[Data items]
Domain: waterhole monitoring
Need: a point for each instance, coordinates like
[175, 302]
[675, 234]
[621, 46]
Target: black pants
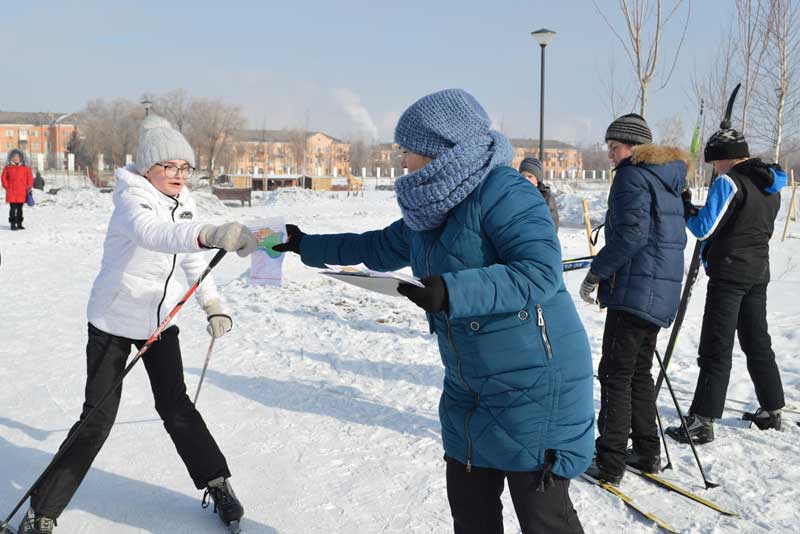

...

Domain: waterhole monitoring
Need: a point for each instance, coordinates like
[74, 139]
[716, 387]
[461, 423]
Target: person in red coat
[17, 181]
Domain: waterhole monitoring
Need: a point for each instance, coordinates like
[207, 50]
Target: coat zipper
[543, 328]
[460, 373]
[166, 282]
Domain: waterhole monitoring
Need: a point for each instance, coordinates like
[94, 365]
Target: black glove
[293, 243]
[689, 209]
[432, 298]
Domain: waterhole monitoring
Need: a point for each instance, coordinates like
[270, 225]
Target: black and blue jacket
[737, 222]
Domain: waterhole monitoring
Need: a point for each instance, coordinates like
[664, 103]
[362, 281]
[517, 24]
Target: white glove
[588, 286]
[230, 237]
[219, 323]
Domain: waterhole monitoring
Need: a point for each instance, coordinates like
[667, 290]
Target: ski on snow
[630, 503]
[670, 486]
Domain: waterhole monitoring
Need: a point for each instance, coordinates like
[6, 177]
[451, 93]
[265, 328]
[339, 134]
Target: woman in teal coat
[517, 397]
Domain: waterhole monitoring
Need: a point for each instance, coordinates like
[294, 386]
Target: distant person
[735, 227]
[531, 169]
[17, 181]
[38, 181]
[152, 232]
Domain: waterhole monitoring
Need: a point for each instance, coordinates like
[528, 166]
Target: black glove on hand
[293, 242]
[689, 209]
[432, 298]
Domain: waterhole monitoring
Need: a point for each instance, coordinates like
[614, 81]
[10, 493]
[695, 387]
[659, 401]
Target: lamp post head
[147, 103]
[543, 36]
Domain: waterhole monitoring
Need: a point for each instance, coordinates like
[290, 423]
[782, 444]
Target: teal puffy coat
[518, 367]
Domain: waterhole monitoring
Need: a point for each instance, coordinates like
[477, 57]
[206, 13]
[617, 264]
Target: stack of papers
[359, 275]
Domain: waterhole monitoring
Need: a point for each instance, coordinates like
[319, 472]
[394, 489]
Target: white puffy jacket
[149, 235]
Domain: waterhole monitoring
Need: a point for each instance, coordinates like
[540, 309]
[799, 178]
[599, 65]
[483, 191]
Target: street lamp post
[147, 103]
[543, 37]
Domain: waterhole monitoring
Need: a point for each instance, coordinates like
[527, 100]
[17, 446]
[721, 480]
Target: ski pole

What to produce: From the records above, pull out every line that contains the word "jacket". Copy those lines and leave out all the others.

Result of this task:
Target: black and blue jacket
Target: white puffy jacket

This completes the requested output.